Source extract -

^^^^^^^^

In Deirdre McCloskey’s latest book, Bourgeois Equality: How Ideas, Not Capital or Institutions, Enriched the World, she adds a hearty layer to her ongoing thesis about the sources of our newfound prosperity. In an age where Left and Right seem intent on focusing merely on the material means and ends, McCloskey reminds us of the underlying forces at play, arguing that such prosperity is not due to systems, tools, or materials, but to the ideas, virtues, and rhetoric behind them.
“The bettering ideas arose in northwestern Europe from a novel liberty and dignity that was slowly extended to all commoners…among them the bourgeoisie,” she writes. “The new liberty and dignity resulted in a startling revaluation by the society as a whole of the trading and betterment in which the bourgeoisie specialized.”
In a new manifesto for what she calls a “new American liberalism” (or a “humane libertarianism”), McCloskey recently channeled those same ideas into a more focused challenge to classical liberals, reminding us that defending the poor and downtrodden requires the same intentional balance in imagination: focusing less on the surface-level, material dynamics and instead remembering Adam Smith’s “liberal plan of equality, liberty, and justice.” “Such a humane liberalism has for two centuries worked on the whole astonishingly well,” she writes. “…In the eighteenth century kings had rights and women had none. Now it’s the other way around.”
After an extensive re-iteration of those basic foundations and their fruits, McCloskey gets deeper into the actual application, pointing to a somewhat predictable list of libertarian and conservative policy priorities, ranging from reversals in taxation and corporatism to the privatization of different areas and industries to expansions in immigration to widespread localization (driven by “the notion of Catholic social teaching of ‘subsidiarity’”). “The practical proposals are legion,” she says, “because illiberal policies are by now legion, as they also were during the feudalism that the early liberals overturned.” For McCloskey, the “essence of real, humane liberalism, in short, is a small government, honest and effective in its modest realm,” leaving people to “pursue their non-violent projects voluntarily, laissez faire, laissez passer.”

^^^^^^^^

Records -
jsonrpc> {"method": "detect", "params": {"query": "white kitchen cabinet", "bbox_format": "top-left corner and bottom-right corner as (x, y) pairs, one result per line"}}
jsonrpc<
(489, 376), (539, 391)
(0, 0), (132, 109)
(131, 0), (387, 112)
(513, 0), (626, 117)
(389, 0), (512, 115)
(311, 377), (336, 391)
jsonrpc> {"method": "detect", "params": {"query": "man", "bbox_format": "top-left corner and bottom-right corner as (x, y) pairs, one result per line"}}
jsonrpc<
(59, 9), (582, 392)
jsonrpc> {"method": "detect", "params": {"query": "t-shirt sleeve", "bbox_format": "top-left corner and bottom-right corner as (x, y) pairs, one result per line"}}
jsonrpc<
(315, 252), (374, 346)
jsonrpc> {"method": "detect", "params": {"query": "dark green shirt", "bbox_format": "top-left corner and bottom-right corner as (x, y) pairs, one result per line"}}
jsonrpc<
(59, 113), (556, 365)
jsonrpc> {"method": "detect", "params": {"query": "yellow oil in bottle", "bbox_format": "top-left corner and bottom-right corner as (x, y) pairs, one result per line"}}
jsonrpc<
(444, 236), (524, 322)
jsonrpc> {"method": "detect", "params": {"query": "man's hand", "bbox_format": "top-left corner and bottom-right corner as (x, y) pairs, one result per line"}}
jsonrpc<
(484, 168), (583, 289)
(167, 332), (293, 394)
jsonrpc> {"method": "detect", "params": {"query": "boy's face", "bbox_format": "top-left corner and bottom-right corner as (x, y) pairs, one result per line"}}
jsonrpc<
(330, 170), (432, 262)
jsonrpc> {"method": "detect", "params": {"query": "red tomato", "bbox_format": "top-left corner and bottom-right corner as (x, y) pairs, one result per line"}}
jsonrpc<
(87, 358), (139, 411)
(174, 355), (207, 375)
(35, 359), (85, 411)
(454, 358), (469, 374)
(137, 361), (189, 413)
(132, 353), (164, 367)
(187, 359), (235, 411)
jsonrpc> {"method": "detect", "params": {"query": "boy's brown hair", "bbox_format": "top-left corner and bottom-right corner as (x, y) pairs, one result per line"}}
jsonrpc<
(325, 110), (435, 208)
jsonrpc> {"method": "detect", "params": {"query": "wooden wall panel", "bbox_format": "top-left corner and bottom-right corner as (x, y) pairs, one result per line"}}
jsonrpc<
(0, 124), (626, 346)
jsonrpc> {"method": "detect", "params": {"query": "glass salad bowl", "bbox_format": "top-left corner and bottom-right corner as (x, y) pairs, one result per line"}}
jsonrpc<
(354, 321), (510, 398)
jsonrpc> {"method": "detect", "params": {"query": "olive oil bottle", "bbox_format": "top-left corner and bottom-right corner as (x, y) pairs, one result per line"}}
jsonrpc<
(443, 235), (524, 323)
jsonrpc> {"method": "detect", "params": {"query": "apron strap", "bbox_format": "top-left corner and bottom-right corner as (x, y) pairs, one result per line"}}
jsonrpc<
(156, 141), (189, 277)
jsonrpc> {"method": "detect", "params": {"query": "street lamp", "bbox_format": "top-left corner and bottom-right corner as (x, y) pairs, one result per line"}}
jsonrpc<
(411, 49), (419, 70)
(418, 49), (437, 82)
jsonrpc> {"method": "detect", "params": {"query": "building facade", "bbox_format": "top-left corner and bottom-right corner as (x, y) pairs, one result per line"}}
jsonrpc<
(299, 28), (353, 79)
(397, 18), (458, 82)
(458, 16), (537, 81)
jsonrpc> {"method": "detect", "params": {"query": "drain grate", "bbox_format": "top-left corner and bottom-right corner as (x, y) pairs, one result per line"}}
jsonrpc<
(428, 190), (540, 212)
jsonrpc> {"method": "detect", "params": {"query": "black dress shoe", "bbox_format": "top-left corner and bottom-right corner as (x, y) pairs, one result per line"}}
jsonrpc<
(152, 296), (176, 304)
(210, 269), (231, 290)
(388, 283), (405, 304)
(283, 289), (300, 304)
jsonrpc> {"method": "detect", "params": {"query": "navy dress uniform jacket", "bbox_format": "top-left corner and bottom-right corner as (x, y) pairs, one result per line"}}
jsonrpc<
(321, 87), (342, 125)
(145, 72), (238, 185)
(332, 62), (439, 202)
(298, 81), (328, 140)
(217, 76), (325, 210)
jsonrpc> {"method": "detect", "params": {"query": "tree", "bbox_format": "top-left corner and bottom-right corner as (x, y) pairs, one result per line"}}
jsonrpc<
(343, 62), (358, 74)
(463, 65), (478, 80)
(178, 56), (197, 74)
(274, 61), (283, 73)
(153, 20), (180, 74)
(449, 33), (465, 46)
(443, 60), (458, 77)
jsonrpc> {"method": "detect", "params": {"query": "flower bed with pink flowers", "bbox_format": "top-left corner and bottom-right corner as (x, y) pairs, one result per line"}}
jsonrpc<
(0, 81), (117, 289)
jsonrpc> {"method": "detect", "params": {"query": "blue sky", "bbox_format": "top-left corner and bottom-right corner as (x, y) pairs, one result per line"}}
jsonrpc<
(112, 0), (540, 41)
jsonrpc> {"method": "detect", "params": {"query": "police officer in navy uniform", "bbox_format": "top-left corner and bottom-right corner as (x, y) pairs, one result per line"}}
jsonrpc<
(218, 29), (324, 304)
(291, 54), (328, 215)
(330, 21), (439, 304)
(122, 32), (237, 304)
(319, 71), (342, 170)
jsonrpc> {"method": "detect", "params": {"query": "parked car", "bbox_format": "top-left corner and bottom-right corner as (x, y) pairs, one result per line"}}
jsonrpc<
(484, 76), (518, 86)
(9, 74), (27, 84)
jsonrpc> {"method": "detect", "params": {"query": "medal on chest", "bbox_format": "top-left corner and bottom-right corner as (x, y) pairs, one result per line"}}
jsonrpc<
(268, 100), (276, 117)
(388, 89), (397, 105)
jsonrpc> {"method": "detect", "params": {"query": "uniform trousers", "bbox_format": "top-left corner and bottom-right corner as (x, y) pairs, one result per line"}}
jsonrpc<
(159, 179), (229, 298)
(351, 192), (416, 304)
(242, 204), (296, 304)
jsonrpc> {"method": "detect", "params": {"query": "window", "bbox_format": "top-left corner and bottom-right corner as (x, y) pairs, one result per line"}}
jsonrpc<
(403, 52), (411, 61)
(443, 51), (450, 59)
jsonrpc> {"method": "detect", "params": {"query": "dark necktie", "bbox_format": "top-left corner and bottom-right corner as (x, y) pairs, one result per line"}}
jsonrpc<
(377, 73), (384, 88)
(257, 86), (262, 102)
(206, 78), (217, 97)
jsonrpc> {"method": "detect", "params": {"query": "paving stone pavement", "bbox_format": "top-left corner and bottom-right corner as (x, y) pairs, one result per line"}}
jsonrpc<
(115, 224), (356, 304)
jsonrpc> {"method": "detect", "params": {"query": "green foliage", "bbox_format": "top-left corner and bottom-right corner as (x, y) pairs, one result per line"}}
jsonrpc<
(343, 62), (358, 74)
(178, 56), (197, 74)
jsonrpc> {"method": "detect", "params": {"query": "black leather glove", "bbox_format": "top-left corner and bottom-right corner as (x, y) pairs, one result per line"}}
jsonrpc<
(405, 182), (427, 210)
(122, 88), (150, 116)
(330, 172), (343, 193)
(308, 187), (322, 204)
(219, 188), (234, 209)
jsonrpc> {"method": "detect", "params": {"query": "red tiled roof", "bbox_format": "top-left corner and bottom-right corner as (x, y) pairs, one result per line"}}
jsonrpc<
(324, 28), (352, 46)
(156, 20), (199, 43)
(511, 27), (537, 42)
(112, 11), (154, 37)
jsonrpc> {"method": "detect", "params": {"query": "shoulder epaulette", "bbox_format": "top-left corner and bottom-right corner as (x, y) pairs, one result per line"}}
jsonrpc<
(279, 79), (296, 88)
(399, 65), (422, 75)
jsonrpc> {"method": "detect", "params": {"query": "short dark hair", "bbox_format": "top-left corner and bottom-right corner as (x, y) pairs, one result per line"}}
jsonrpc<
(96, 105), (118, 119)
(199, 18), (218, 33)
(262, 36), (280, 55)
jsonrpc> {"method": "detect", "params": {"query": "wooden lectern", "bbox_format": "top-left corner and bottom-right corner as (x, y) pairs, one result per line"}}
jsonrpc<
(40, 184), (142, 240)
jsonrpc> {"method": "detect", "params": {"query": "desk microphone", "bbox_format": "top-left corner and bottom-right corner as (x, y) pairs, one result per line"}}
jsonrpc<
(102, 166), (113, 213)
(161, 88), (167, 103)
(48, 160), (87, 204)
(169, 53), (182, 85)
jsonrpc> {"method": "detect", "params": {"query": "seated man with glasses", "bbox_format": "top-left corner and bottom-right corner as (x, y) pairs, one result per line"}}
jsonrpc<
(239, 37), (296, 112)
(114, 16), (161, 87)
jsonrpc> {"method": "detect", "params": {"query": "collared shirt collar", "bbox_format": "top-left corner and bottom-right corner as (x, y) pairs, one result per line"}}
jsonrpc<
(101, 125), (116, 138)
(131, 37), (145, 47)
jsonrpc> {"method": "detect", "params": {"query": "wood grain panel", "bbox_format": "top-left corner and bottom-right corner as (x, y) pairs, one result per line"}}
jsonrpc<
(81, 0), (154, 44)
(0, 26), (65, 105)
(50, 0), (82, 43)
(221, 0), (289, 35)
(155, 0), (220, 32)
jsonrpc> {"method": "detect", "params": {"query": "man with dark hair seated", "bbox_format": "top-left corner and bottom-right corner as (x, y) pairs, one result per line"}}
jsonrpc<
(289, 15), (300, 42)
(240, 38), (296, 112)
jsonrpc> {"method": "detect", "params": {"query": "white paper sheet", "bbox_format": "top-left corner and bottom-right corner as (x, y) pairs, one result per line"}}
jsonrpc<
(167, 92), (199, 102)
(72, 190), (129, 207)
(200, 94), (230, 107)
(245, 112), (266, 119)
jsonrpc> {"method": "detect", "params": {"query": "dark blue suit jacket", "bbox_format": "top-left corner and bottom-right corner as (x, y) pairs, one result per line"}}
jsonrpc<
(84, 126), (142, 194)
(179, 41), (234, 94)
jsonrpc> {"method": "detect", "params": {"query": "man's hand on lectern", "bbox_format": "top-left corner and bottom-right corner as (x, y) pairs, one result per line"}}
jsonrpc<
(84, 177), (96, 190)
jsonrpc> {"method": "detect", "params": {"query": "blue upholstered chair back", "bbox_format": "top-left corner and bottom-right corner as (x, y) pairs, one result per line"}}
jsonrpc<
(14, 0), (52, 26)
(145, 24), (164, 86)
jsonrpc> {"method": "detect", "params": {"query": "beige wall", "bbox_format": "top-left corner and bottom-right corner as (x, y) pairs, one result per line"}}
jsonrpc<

^^^^^^^^

Set of tasks -
1/ Translate this sentence from the McCloskey passage into Spanish: "In an age where Left and Right seem intent on focusing merely on the material means and ends, McCloskey reminds us of the underlying forces at play, arguing that such prosperity is not due to systems, tools, or materials, but to the ideas, virtues, and rhetoric behind them."
2/ Quote the McCloskey passage word for word, everything from "In Deirdre McCloskey’s" down to "rhetoric behind them.".

Response list -
1/ En una época en la que la izquierda y la derecha parecen empeñadas en centrarse únicamente en los medios y fines materiales, McCloskey nos recuerda las fuerzas subyacentes en juego, y sostiene que dicha prosperidad no se debe a sistemas, herramientas o materiales, sino a las ideas, las virtudes y la retórica que hay detrás de ellos.

2/
In Deirdre McCloskey’s latest book, Bourgeois Equality: How Ideas, Not Capital or Institutions, Enriched the World, she adds a hearty layer to her ongoing thesis about the sources of our newfound prosperity. In an age where Left and Right seem intent on focusing merely on the material means and ends, McCloskey reminds us of the underlying forces at play, arguing that such prosperity is not due to systems, tools, or materials, but to the ideas, virtues, and rhetoric behind them.